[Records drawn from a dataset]
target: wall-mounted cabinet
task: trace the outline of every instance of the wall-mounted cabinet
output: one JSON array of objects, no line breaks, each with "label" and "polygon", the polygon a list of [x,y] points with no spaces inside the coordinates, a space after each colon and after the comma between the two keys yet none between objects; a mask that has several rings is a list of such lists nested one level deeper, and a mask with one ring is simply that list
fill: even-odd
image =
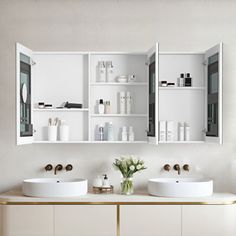
[{"label": "wall-mounted cabinet", "polygon": [[[191,87],[160,87],[160,81],[176,83],[186,72],[191,73]],[[158,44],[146,53],[109,53],[37,52],[17,43],[16,83],[18,145],[222,143],[222,44],[205,53],[163,53]],[[129,112],[122,111],[121,93],[130,94]],[[100,99],[109,102],[109,112],[99,113]],[[67,101],[82,108],[62,108]],[[52,107],[39,108],[39,102]],[[68,124],[68,140],[60,141],[59,134],[48,139],[50,118]],[[160,140],[159,121],[173,122],[171,141]],[[110,122],[112,139],[106,132]],[[188,141],[178,139],[179,122],[190,126]],[[122,139],[124,126],[133,128],[134,139]]]}]

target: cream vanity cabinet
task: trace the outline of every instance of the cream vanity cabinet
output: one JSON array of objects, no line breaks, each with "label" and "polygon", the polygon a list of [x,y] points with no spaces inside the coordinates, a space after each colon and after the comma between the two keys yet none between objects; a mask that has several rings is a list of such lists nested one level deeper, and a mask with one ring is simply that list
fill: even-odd
[{"label": "cream vanity cabinet", "polygon": [[2,205],[0,236],[235,236],[236,205]]},{"label": "cream vanity cabinet", "polygon": [[[109,81],[99,82],[99,62],[113,63]],[[191,73],[191,87],[160,87]],[[135,75],[134,82],[117,82]],[[222,44],[204,53],[38,52],[16,44],[17,144],[30,143],[222,143]],[[119,94],[130,92],[130,114],[120,114]],[[98,114],[98,101],[110,102]],[[63,109],[66,101],[81,109]],[[38,108],[38,103],[53,108]],[[49,118],[69,125],[69,140],[47,137]],[[173,121],[173,139],[159,140],[159,121]],[[114,140],[99,141],[98,127],[112,122]],[[190,140],[178,141],[178,123],[190,126]],[[122,127],[133,127],[134,141],[121,141]],[[106,132],[105,132],[106,136]]]},{"label": "cream vanity cabinet", "polygon": [[55,206],[55,236],[116,236],[116,206]]},{"label": "cream vanity cabinet", "polygon": [[120,206],[120,236],[143,235],[181,236],[181,206]]},{"label": "cream vanity cabinet", "polygon": [[1,236],[53,236],[53,206],[2,207]]},{"label": "cream vanity cabinet", "polygon": [[182,206],[182,236],[235,236],[236,205]]},{"label": "cream vanity cabinet", "polygon": [[1,207],[0,236],[116,236],[117,232],[115,205]]}]

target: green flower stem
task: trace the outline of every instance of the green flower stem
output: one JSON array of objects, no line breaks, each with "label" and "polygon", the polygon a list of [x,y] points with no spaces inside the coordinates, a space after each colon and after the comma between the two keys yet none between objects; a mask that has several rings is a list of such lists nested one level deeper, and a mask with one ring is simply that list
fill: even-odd
[{"label": "green flower stem", "polygon": [[133,180],[130,178],[123,179],[121,183],[121,193],[122,194],[132,194],[134,192]]}]

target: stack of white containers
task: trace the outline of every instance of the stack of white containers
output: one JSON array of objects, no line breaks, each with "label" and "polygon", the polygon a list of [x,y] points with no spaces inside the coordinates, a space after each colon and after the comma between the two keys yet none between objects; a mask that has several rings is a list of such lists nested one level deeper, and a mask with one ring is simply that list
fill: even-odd
[{"label": "stack of white containers", "polygon": [[[174,141],[174,121],[159,121],[159,140],[161,142]],[[190,141],[190,126],[187,122],[178,124],[178,141]]]}]

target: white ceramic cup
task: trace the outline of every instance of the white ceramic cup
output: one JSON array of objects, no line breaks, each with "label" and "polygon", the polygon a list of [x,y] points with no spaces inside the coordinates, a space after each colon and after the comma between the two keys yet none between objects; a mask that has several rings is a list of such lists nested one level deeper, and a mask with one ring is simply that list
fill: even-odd
[{"label": "white ceramic cup", "polygon": [[61,125],[59,126],[60,131],[60,141],[68,141],[69,140],[69,125]]},{"label": "white ceramic cup", "polygon": [[57,126],[48,126],[48,141],[57,141]]}]

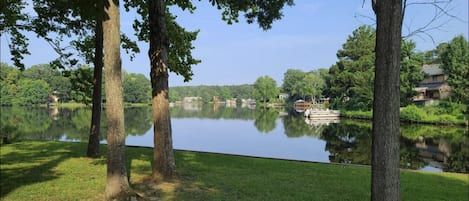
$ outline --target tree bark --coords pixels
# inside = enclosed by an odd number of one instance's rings
[[[106,17],[103,21],[103,36],[108,143],[106,199],[123,200],[130,195],[131,190],[125,167],[119,1],[105,2]]]
[[[169,114],[168,49],[166,29],[166,6],[163,0],[149,0],[150,23],[150,77],[152,86],[152,109],[154,124],[154,152],[152,177],[155,181],[175,176],[171,117]]]
[[[373,1],[375,2],[375,1]],[[377,0],[371,200],[400,200],[399,68],[402,0]]]
[[[101,127],[101,85],[103,75],[103,24],[96,20],[94,41],[94,76],[93,76],[93,109],[91,114],[90,137],[88,139],[88,157],[98,157],[99,135]]]

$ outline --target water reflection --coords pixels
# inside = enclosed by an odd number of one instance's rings
[[[371,161],[370,122],[311,123],[301,114],[283,109],[193,108],[171,108],[177,149],[334,163]],[[104,140],[104,113],[101,119],[100,139]],[[91,110],[2,107],[0,120],[3,142],[87,141]],[[151,108],[125,108],[125,128],[127,144],[152,146]],[[401,167],[468,172],[469,140],[464,133],[459,127],[402,125]]]

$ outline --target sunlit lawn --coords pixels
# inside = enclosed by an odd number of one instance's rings
[[[104,158],[86,144],[1,147],[1,200],[102,200]],[[105,146],[102,146],[105,152]],[[152,185],[152,150],[127,149],[130,181],[145,200],[369,200],[370,168],[176,151],[178,179]],[[466,201],[467,174],[402,171],[402,200]]]

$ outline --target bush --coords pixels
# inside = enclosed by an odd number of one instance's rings
[[[401,120],[420,122],[425,118],[425,112],[415,105],[409,105],[401,110]]]

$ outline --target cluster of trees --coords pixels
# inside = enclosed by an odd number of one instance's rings
[[[70,77],[49,65],[35,65],[20,71],[16,67],[0,63],[0,105],[33,105],[46,103],[52,92],[61,96],[63,101],[81,102],[77,88],[72,86],[72,79],[79,76],[79,71],[70,71]]]
[[[348,110],[371,110],[375,82],[376,30],[360,26],[353,31],[342,49],[337,51],[338,61],[327,69],[310,73],[288,70],[282,90],[291,98],[327,97],[331,106]],[[441,43],[434,50],[418,52],[413,41],[402,40],[400,48],[399,91],[400,106],[412,103],[414,88],[425,78],[424,64],[440,64],[452,88],[451,101],[469,100],[469,47],[463,36]]]
[[[289,69],[280,87],[270,76],[261,76],[252,85],[171,87],[169,99],[174,102],[184,97],[201,97],[202,101],[210,102],[214,96],[218,96],[220,100],[254,98],[260,102],[272,102],[278,101],[279,93],[284,92],[290,94],[292,100],[316,100],[322,97],[326,87],[325,74],[327,69],[311,72]]]
[[[126,72],[123,76],[125,102],[150,102],[151,87],[148,78],[142,74]],[[90,104],[93,98],[93,78],[93,68],[86,65],[72,70],[59,70],[49,64],[40,64],[20,71],[16,67],[0,63],[0,105],[44,104],[49,101],[49,95],[58,96],[62,103],[73,101]]]
[[[325,89],[324,75],[326,69],[304,72],[297,69],[288,69],[280,87],[276,81],[269,77],[259,77],[254,83],[254,97],[260,102],[278,100],[279,93],[287,93],[290,100],[306,99],[316,101],[322,97]]]
[[[375,80],[375,42],[376,30],[369,26],[361,26],[349,36],[343,48],[337,52],[339,61],[329,69],[324,93],[324,96],[332,99],[333,107],[371,110]],[[425,77],[422,71],[423,64],[443,59],[440,55],[433,55],[430,60],[428,55],[435,52],[434,50],[417,52],[415,47],[413,41],[402,41],[399,68],[400,106],[412,103],[412,97],[416,95],[413,89]],[[441,45],[439,47],[441,49]],[[457,88],[455,85],[452,87]]]

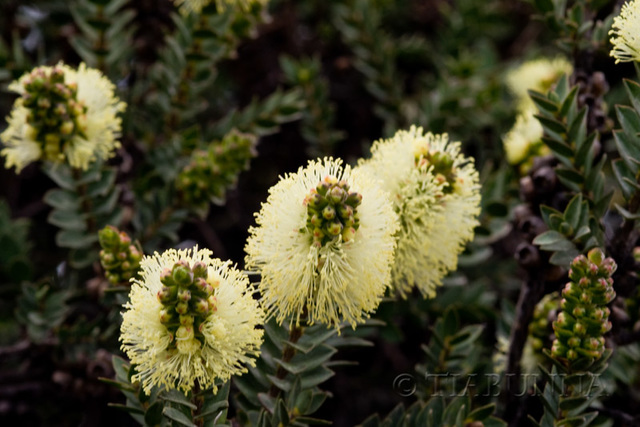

▸ **Aim of the task**:
Note every line of the entries in which "coords" appears, and copy it down.

▸ **Exercise output**:
$ outline --target tree bark --coords pixels
$ outline --target water reflection --coords pixels
$ outline --target sunlit lawn --coords pixels
$ outline --target bush --coords pixels
$ outline --target cluster of trees --coords pixels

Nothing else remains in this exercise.